START DATA TO PROCESS

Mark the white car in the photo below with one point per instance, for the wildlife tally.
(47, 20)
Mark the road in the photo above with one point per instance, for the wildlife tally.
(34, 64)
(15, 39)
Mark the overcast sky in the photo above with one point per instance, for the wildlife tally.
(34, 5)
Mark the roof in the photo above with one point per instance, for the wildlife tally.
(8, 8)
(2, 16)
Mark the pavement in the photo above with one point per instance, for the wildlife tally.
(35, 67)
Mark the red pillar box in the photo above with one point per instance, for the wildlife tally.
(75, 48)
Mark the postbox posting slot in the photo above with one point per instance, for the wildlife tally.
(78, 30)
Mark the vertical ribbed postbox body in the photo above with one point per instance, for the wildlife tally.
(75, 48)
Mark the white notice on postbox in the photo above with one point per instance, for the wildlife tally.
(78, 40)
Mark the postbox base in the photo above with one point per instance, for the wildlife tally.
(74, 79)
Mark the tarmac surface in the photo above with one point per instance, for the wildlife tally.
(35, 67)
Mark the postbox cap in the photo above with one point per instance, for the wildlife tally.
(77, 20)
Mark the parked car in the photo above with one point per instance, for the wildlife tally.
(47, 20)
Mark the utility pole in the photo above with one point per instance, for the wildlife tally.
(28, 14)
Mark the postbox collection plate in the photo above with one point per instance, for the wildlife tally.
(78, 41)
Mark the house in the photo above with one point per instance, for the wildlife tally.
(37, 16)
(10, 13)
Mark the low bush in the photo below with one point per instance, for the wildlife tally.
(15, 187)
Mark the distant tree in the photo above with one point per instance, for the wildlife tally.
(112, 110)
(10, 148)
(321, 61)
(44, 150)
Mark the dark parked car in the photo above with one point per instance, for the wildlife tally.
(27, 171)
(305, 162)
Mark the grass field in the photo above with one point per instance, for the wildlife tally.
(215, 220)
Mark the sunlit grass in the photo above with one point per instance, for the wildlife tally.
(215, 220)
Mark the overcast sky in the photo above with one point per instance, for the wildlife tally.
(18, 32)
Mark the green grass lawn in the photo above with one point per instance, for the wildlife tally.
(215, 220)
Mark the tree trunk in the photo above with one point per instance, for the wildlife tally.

END DATA TO PROCESS

> _TASK BRIEF_:
Retype exactly the lines from the one containing "Mark the dark" through the last line of the records above, including both.

> _RESULT OF THIS TASK_:
Mark the dark parked car in the photo above with one point per instance, for the wildlife tally.
(27, 171)
(305, 162)
Mark the grass field in the photo above with one point per instance, for the wildlife tally.
(215, 220)
Mark the sunlit grass in the photo above with one point per instance, for the wildlife tally.
(215, 220)
Mark the overcast sky in the photo above with one point per instance, for the wildlife tally.
(18, 32)
Mark the green grass lawn in the photo above with one point per instance, for the wildlife tally.
(215, 220)
Mark the tree trunk in the photo above with one point per instance, for the wildlife tally.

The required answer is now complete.